— SOURCE DATA —

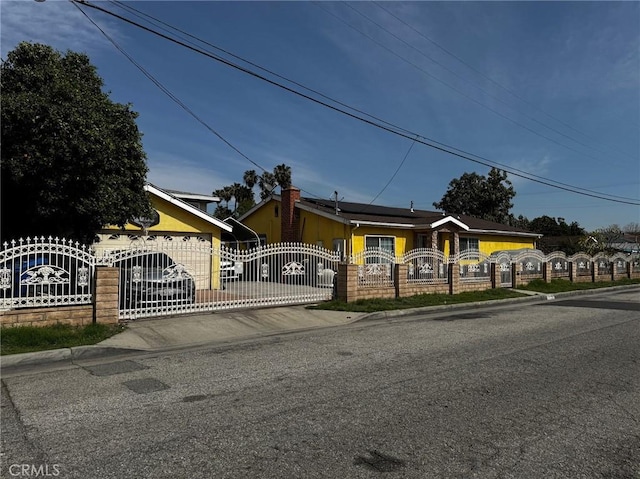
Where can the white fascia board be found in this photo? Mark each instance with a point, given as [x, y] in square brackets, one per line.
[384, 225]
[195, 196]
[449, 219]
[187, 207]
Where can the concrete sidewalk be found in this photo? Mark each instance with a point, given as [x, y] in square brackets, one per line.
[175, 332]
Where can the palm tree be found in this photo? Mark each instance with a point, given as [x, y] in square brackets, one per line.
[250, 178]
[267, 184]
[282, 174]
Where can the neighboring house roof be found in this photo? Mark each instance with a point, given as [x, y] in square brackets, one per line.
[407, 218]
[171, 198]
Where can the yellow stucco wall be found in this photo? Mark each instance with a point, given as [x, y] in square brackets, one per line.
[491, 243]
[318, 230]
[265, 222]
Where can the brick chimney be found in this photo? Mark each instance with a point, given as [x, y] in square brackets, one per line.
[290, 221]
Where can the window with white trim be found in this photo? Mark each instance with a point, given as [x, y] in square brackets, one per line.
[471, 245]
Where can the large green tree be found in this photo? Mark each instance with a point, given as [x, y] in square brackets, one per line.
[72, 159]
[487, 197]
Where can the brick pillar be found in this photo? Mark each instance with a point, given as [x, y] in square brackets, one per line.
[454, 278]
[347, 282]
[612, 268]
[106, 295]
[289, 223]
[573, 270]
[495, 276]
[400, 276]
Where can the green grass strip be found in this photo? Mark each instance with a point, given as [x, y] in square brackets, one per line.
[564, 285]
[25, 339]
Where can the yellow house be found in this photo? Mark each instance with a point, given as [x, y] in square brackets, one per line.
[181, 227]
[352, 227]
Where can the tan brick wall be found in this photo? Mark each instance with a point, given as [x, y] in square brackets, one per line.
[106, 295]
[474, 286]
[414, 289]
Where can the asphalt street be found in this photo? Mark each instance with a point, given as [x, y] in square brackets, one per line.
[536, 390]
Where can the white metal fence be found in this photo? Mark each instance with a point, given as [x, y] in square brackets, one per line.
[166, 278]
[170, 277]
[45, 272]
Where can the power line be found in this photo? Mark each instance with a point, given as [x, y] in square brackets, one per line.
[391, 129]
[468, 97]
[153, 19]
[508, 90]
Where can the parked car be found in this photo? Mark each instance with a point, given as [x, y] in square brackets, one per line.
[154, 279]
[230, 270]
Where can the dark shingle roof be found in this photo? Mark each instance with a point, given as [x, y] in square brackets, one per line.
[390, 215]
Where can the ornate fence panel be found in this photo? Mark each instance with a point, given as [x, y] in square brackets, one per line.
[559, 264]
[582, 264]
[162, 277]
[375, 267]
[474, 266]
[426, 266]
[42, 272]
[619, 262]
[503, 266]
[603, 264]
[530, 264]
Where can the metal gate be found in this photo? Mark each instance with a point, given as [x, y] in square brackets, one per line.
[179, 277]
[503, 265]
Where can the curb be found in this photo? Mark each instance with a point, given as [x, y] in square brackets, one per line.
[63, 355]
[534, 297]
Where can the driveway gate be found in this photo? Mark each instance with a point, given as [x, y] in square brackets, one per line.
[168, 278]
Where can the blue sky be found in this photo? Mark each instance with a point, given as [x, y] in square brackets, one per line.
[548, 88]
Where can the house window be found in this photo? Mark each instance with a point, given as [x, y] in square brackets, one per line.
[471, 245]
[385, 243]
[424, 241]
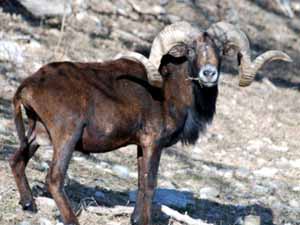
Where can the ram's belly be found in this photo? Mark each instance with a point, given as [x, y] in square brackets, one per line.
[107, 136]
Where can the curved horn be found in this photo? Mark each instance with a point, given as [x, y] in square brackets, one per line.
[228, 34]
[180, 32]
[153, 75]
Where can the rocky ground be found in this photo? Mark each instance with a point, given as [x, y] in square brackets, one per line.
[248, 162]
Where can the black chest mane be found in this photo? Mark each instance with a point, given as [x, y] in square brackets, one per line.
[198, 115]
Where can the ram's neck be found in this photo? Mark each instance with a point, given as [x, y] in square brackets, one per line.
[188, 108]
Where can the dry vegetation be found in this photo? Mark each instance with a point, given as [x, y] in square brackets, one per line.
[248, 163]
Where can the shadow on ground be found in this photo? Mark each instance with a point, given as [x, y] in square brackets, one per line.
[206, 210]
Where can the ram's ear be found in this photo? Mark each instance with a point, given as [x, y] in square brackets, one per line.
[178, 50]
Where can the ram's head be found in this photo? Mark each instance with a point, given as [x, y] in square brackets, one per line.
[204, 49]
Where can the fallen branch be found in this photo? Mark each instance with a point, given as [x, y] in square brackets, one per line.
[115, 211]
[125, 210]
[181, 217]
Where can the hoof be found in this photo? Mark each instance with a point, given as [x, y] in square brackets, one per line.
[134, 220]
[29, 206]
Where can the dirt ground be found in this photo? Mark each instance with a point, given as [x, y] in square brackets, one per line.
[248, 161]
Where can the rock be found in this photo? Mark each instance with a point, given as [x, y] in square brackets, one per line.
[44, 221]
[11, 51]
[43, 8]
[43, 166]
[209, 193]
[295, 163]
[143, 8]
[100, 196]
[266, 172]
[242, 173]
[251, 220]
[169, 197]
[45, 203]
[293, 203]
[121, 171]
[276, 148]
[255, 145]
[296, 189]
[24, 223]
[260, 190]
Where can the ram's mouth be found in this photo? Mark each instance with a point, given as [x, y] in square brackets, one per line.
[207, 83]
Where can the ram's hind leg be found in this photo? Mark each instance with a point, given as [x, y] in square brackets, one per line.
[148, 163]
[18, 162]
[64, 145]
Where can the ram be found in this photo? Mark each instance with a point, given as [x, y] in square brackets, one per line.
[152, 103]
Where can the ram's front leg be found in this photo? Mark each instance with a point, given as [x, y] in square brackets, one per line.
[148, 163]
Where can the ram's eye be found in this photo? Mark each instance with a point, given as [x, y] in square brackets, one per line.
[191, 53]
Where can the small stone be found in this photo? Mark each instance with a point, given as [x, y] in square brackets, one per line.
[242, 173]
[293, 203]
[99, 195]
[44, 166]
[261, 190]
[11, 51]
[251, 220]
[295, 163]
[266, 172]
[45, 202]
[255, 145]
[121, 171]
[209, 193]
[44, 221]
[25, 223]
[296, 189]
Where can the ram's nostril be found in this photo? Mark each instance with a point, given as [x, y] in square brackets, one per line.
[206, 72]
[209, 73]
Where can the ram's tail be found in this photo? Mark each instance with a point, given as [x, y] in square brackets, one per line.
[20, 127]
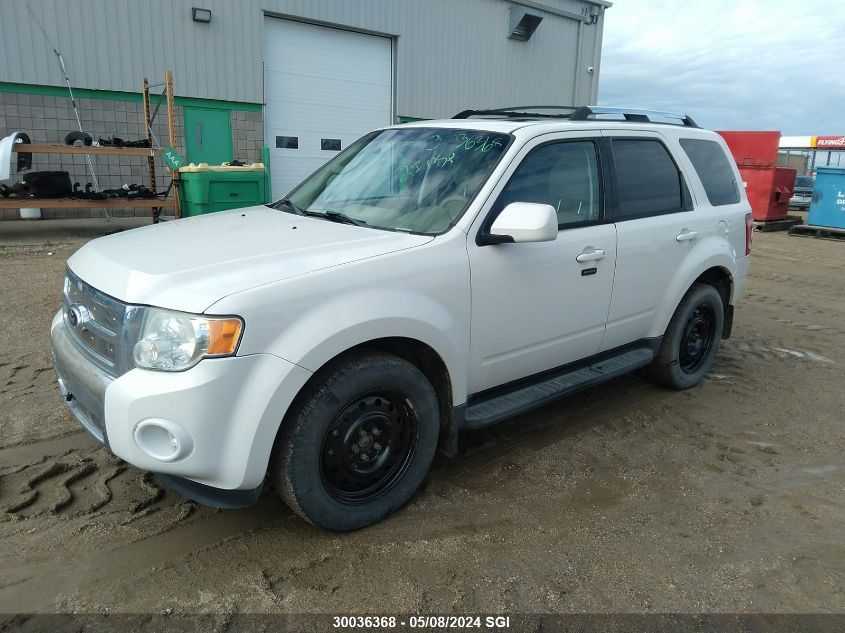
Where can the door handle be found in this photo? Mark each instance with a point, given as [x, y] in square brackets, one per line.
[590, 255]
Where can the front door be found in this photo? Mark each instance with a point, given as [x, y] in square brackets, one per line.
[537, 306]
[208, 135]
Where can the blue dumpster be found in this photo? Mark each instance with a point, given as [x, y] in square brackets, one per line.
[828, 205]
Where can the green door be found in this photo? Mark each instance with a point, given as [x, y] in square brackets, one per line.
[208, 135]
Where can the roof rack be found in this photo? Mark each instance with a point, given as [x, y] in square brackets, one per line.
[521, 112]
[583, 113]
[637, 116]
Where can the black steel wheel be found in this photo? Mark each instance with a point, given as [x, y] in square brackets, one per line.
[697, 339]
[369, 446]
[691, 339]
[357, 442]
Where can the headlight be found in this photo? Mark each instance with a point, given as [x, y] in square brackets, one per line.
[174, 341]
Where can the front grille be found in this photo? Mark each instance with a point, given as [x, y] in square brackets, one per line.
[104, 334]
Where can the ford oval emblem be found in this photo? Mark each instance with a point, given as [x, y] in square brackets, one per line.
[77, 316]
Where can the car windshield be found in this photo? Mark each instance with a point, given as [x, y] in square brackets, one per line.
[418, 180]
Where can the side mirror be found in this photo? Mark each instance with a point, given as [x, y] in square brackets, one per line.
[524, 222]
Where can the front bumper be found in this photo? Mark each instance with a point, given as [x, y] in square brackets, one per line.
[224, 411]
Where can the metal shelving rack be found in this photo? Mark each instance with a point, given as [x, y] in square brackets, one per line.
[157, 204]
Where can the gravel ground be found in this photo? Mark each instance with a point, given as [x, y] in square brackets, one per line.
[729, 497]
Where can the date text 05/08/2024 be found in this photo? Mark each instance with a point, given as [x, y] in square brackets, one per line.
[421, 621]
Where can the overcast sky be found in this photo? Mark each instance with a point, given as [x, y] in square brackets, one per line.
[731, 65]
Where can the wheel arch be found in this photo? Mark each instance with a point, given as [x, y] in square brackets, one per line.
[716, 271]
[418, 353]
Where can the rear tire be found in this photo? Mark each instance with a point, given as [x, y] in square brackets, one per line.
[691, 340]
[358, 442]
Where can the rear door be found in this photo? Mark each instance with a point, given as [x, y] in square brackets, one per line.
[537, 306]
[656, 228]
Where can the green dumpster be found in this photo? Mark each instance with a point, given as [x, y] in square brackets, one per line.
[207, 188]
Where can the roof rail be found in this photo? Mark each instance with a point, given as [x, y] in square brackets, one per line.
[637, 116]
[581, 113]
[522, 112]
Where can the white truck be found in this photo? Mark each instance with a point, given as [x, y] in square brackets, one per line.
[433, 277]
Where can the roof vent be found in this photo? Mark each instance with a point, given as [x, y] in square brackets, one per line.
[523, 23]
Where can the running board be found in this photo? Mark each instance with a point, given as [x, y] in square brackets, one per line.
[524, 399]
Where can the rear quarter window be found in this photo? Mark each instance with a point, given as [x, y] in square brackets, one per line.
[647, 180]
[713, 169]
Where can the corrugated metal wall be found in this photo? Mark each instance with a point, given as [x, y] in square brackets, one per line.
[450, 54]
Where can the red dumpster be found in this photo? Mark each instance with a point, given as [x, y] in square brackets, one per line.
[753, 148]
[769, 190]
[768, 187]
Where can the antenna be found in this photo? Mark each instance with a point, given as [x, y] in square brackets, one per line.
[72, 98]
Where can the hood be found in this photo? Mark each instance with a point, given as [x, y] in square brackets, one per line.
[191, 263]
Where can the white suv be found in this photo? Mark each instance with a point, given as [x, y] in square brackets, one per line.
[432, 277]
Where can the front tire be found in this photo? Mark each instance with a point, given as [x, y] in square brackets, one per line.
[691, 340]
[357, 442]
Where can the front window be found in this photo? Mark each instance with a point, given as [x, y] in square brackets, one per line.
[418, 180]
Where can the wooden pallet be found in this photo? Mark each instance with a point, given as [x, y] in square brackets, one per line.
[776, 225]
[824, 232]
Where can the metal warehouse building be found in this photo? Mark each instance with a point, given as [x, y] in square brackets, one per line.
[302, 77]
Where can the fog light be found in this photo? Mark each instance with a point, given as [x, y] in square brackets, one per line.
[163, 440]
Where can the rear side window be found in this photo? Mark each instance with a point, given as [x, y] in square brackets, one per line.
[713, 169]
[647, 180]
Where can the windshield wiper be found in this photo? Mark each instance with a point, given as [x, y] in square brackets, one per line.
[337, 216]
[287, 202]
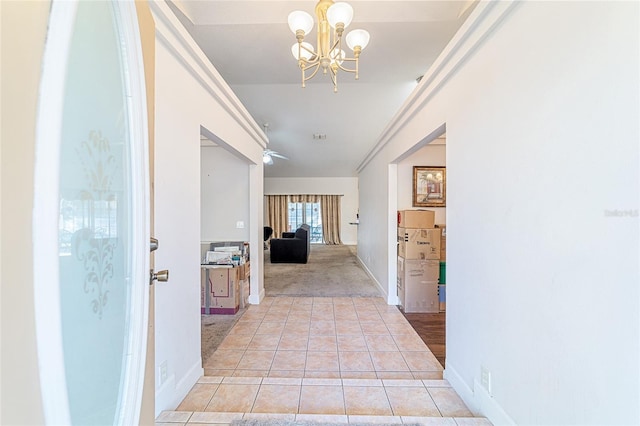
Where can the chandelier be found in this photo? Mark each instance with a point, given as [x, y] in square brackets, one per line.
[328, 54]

— WHAT TO DO —
Copy the material word for word, starting at the line that contains "Where can the fog" and continuing through the last line of the material. Leave the pictures out of your copy.

— RESULT OF THIS TASK —
Where can the fog light be found in this photo? Mark each instance with a point, given as [x, y] in square brackets, one per line.
[163, 440]
Where can the rear side window be found in this photo? Mark each instance with a point, given as [x, y] in square brackets, one per line.
[713, 169]
[647, 180]
Where can the windshield wiper be found in this photo? Mark each instance with a point, given as [x, y] in square brackets, one per line.
[337, 216]
[287, 202]
Where can the chandelier be found in this photo? Mark each instance with a point, given as [x, y] in square brackets, one per line.
[328, 54]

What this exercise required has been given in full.